* REQUIRED TASK *
Copy the material below, starting with the line containing "Mark the region of each instance of the tail" and going on through the line containing "POLYGON ((275 109, 279", but swap "cockpit canopy" for "windshield" and leave everything else unchanged.

=======

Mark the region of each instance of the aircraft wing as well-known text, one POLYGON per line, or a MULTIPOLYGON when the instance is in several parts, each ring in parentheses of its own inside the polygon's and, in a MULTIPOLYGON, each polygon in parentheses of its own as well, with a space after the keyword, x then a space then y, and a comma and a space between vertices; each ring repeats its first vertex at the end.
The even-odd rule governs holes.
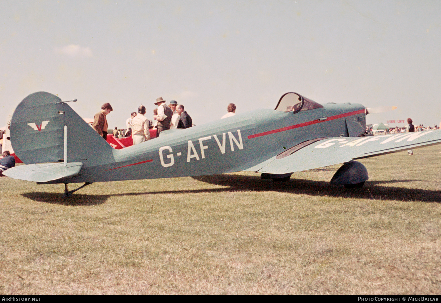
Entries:
POLYGON ((7 169, 3 174, 21 180, 47 182, 77 175, 82 167, 81 162, 67 163, 65 168, 63 163, 28 164, 7 169))
MULTIPOLYGON (((355 138, 320 138, 285 150, 258 172, 283 174, 441 142, 441 130, 355 138)), ((253 168, 255 168, 254 167, 253 168)))

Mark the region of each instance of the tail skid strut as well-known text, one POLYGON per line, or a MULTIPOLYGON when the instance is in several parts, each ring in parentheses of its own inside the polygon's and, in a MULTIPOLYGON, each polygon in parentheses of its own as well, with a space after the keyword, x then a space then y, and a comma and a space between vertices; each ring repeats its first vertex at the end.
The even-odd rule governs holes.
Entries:
POLYGON ((87 185, 91 184, 92 183, 93 183, 93 182, 86 182, 86 183, 85 183, 82 185, 81 186, 79 187, 78 187, 76 189, 74 189, 74 190, 71 191, 69 191, 69 183, 64 183, 64 195, 63 195, 63 198, 67 198, 67 197, 69 197, 70 195, 72 195, 72 194, 73 194, 74 192, 75 192, 75 191, 76 191, 78 190, 81 189, 83 187, 84 187, 85 186, 87 186, 87 185))

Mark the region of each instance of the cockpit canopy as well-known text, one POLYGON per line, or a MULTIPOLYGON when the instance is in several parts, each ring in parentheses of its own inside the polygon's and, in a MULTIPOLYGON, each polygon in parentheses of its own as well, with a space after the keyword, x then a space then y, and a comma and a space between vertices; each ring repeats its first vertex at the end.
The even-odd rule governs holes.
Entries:
POLYGON ((275 109, 279 112, 293 112, 295 113, 298 112, 321 108, 323 107, 321 104, 298 94, 287 93, 280 97, 275 109))

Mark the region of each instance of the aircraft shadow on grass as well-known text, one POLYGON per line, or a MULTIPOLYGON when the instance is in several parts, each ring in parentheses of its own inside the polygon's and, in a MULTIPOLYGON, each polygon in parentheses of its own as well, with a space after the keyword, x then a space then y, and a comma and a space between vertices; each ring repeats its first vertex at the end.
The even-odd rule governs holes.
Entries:
POLYGON ((397 187, 383 186, 385 183, 413 182, 419 180, 391 180, 370 181, 363 188, 348 189, 343 186, 333 185, 329 182, 304 179, 292 179, 288 182, 275 182, 262 180, 257 176, 238 175, 213 175, 192 177, 194 179, 215 185, 225 187, 220 188, 202 188, 194 190, 152 191, 139 193, 126 193, 113 195, 81 195, 63 198, 56 193, 26 193, 22 195, 38 202, 66 206, 88 206, 105 203, 109 197, 160 195, 169 194, 196 194, 222 193, 230 191, 276 191, 310 196, 327 196, 335 198, 392 200, 408 202, 441 201, 441 191, 418 188, 405 188, 397 187))

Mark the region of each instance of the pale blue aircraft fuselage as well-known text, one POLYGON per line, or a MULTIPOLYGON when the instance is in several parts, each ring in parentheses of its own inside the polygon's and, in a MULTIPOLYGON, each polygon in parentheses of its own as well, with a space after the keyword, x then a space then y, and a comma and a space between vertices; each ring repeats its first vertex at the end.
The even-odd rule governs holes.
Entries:
POLYGON ((343 183, 333 183, 362 185, 367 171, 364 166, 355 168, 354 159, 441 142, 439 132, 392 138, 360 137, 366 112, 360 104, 320 105, 288 93, 275 110, 255 109, 165 131, 157 138, 116 150, 65 102, 40 92, 19 104, 11 121, 12 147, 27 165, 5 174, 40 183, 67 184, 247 170, 277 180, 289 179, 295 171, 351 162, 340 168, 343 183))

=======

* SOLUTION *
Mark the region of each instance of the tail skid strut as well-known text, one POLYGON per line, or a MULTIPOLYGON when the instance is in several parts, each ring in parentheses of its own inside the polygon's and, in a MULTIPOLYGON, each polygon in parentheses of its own as well, with a space after the keyword, x then a space then y, and a comma and a space between vertices; each ring repeats its first vertex at the end.
The even-odd rule governs holes.
Entries:
POLYGON ((87 185, 91 184, 92 183, 93 183, 93 182, 86 182, 86 183, 85 183, 82 185, 81 186, 79 187, 78 187, 76 189, 74 189, 74 190, 71 191, 69 191, 69 183, 64 183, 64 195, 63 195, 63 198, 67 198, 67 197, 69 197, 70 195, 72 195, 72 194, 73 194, 74 192, 75 192, 75 191, 76 191, 78 190, 81 189, 83 187, 84 187, 85 186, 87 186, 87 185))

Mark the region of each instance of the windshield as well-known text, one POLYGON per line, or a MULTIPOLYGON when the instance is in several parts, each ring in parentheses of its own inside the polygon's and, in a MULTIPOLYGON, each polygon in parentheses of its own as well, with a space after the keyword, x then a space then y, and a comma and a space between vertices; each ring repeats its first vertex at the end.
The even-odd rule governs holes.
Entries:
POLYGON ((275 109, 279 112, 293 112, 295 113, 298 112, 321 108, 323 107, 321 104, 298 94, 287 93, 280 97, 275 109))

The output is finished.